**Data records:**
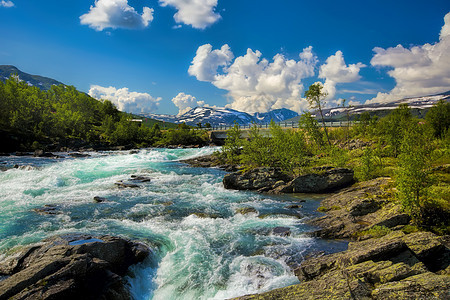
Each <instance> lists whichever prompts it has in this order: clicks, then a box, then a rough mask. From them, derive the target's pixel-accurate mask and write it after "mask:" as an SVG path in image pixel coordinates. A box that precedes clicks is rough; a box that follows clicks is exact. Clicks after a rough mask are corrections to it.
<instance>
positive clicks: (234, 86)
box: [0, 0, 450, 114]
==
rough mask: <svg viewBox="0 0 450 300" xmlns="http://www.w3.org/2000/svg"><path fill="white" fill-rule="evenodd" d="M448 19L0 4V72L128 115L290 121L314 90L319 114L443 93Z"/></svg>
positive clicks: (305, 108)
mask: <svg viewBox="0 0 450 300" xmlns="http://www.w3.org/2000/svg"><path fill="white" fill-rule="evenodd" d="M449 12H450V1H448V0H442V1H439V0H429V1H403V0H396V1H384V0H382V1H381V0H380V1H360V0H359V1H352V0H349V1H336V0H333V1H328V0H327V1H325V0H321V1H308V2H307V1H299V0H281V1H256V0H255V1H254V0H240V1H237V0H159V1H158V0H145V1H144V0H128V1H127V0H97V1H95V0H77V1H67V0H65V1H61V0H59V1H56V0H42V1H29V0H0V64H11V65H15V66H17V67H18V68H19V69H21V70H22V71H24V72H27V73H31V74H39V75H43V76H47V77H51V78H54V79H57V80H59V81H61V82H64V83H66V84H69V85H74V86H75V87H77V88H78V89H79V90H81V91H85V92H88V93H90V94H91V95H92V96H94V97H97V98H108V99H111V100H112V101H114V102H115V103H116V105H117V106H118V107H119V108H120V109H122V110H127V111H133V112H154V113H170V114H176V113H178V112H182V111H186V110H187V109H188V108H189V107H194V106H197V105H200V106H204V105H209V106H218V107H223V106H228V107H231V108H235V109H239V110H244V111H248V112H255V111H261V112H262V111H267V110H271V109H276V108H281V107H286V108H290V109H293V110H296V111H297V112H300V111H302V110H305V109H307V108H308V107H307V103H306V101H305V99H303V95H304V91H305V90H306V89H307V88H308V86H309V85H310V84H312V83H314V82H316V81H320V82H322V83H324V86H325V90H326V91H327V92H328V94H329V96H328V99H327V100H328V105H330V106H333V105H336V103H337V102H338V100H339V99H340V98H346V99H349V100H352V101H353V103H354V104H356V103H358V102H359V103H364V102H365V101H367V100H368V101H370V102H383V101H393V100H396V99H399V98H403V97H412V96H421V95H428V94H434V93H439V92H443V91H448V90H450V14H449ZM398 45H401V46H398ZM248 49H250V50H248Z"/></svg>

**Task to carry out:** Copy out the records without changing anything, starting at the line containing "rough mask: <svg" and ending at the line containing "positive clicks: (305, 108)", with both of those lines included.

**Task result:**
rough mask: <svg viewBox="0 0 450 300" xmlns="http://www.w3.org/2000/svg"><path fill="white" fill-rule="evenodd" d="M448 19L0 4V72L128 115L290 121L314 90L319 114L443 93Z"/></svg>
positive clicks: (305, 108)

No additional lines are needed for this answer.